REQUIRED WORK
Count the lines in the data below that contain the string "every" with matching case, and reply with the number alone.

INPUT RECORDS
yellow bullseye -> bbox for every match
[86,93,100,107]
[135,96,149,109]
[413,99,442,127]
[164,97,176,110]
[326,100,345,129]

THE COMPLETED TASK
1